* _Data to use_

# # #

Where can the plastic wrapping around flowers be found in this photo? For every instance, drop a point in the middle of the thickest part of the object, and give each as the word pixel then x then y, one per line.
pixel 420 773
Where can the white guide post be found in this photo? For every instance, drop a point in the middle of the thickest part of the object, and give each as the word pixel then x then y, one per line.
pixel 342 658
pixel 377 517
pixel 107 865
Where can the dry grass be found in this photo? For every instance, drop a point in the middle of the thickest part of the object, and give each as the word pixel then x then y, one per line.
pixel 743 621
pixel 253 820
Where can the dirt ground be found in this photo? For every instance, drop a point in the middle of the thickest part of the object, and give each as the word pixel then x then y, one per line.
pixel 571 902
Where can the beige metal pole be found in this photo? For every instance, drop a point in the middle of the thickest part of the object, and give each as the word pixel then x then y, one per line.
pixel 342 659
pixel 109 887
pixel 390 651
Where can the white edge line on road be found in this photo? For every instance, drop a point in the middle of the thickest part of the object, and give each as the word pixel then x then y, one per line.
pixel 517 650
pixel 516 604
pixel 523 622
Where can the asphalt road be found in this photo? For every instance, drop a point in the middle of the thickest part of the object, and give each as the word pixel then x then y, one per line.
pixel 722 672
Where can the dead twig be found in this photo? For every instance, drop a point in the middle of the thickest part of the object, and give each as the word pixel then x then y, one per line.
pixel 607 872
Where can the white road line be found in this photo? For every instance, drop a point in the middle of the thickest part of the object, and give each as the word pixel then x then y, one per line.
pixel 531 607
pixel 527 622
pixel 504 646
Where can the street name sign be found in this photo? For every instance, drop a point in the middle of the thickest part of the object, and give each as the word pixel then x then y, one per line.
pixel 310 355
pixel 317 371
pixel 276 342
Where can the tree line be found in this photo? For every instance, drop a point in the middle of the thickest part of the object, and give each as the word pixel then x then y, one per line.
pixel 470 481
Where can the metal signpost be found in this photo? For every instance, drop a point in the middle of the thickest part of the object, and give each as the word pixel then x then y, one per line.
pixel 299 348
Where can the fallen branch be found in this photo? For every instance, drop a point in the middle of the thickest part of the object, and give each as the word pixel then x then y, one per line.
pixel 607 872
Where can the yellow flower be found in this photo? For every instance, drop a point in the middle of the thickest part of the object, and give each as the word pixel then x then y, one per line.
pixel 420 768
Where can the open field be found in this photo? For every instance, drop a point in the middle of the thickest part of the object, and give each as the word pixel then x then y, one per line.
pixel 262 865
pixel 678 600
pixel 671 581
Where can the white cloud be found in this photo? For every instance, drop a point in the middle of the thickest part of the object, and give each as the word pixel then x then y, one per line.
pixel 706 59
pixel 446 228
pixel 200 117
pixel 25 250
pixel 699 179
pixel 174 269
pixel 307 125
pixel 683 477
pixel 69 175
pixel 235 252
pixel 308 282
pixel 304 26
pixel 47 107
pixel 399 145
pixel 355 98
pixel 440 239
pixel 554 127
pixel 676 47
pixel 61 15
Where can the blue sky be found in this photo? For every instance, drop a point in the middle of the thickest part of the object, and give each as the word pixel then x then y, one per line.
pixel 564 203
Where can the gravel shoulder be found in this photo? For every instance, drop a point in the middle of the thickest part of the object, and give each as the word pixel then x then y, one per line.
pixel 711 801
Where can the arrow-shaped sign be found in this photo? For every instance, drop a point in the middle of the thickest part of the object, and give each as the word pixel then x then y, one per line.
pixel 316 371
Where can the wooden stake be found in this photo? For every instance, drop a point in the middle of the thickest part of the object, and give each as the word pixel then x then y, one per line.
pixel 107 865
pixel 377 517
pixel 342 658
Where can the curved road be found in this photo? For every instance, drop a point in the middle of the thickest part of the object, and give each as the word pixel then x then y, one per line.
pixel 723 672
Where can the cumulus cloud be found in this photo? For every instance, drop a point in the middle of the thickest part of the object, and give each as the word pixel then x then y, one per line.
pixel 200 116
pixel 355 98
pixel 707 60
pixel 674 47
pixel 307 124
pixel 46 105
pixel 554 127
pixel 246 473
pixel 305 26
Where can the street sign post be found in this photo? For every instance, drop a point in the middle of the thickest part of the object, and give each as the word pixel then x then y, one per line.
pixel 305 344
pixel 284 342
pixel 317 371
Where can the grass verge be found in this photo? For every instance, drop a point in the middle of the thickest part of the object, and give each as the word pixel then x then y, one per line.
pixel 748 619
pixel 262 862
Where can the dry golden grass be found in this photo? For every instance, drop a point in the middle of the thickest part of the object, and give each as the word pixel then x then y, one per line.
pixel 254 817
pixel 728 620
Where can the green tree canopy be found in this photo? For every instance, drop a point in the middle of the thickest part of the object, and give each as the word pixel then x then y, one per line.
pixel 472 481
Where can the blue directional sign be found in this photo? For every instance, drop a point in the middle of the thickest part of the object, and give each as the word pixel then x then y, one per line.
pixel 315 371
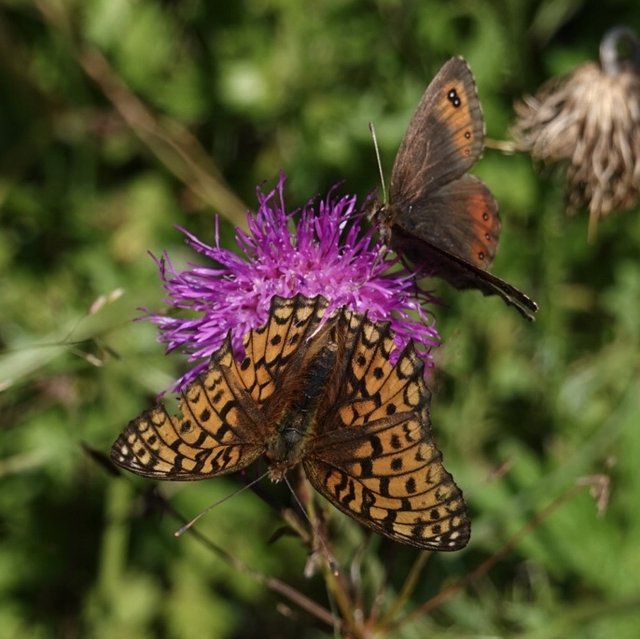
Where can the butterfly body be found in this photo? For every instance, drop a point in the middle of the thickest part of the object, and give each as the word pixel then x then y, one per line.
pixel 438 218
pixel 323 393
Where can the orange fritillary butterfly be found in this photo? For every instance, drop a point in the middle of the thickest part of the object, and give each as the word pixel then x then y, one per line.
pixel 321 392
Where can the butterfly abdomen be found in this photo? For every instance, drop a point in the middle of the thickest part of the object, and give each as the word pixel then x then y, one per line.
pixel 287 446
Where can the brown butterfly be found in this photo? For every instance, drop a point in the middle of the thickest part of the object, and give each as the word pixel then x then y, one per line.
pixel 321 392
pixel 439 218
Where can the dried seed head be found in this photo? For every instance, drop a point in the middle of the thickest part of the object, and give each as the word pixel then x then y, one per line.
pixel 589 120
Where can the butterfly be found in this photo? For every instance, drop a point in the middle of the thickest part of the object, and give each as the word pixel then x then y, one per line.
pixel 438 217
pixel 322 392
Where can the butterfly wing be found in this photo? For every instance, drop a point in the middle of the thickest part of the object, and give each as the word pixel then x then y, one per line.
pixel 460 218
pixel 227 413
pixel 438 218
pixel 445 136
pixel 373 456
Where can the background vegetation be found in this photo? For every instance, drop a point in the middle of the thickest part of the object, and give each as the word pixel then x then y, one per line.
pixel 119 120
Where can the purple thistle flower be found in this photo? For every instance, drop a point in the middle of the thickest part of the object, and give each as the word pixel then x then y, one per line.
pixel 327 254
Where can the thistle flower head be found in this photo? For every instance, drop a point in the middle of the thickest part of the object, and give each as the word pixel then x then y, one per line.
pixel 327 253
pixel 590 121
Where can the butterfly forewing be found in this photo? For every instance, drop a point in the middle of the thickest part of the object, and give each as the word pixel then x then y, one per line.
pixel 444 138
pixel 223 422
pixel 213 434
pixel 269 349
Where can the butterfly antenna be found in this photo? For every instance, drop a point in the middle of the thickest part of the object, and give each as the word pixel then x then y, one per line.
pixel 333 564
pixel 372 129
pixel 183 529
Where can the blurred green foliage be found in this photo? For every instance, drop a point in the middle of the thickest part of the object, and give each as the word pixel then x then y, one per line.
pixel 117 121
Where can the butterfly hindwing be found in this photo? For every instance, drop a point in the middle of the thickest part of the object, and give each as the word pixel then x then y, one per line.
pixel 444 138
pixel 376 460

# # #

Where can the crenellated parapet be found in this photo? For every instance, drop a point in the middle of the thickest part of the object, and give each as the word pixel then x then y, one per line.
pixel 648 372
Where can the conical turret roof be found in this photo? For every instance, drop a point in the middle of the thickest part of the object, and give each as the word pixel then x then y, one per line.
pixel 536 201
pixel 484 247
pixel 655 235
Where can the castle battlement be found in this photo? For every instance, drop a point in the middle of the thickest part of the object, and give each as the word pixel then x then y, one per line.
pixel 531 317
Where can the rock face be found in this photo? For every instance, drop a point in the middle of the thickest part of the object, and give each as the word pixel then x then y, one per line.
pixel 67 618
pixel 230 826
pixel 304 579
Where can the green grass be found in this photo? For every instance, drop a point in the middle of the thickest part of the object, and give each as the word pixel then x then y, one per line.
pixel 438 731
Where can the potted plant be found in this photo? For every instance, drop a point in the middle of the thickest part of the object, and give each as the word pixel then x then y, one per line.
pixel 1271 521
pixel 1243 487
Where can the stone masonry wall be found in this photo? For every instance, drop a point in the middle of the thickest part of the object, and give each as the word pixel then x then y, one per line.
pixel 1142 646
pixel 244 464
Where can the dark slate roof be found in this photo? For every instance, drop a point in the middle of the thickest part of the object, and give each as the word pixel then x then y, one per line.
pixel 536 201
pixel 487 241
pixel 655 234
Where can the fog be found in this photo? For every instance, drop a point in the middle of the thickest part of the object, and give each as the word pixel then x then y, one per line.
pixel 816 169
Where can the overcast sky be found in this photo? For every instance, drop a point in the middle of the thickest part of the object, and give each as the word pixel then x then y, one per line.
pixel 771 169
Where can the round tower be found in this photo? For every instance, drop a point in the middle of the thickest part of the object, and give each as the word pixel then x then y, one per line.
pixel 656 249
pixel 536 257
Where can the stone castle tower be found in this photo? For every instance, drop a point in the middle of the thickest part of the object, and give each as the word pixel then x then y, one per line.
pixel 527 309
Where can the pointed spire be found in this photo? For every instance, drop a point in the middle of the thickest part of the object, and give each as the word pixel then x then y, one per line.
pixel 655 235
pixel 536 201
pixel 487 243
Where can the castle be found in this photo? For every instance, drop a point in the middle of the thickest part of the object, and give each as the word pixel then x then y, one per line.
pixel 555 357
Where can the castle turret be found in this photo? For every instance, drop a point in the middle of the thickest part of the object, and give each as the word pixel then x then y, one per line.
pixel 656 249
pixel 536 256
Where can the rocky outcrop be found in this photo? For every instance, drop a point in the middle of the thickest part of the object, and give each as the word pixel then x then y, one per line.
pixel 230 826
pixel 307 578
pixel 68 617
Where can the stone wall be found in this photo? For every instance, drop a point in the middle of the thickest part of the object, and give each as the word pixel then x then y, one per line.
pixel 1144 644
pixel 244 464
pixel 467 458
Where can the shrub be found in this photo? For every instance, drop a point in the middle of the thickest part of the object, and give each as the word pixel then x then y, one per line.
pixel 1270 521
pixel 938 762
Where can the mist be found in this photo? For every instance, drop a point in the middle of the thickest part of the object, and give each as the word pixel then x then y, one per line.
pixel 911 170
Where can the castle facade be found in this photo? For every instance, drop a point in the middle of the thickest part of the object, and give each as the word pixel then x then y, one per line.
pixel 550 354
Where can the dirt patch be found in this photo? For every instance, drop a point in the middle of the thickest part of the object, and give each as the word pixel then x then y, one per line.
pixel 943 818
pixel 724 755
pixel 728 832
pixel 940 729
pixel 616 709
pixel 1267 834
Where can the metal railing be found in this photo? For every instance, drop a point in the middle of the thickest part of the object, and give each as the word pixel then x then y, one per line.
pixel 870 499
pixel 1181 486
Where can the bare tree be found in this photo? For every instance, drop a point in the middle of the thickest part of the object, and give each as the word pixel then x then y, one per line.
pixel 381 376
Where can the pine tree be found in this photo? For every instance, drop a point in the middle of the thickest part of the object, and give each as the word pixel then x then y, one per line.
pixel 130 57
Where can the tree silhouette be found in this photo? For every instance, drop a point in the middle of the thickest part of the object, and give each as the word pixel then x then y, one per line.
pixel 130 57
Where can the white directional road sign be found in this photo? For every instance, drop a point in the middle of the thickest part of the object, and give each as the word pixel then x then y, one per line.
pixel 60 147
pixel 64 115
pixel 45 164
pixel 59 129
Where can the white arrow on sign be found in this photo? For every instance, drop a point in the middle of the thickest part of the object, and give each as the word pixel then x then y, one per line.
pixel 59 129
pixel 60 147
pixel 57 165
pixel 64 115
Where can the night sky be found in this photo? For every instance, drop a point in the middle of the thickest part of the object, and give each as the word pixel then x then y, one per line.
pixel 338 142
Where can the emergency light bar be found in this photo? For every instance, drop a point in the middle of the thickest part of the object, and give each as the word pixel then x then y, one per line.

# # #

* _Task details_
Starting with the line that contains "Where can the butterfly body" and going on through the line that contains "pixel 323 393", put those lines of the data above into a numbered list, leaving out any blank lines.

* _Output for this exercise_
1. Where can the butterfly body be found in this photo? For every instance, drop a point in the middle of the thickest part of the object, and give each as the word pixel then x then y, one per line.
2. pixel 438 218
3. pixel 323 393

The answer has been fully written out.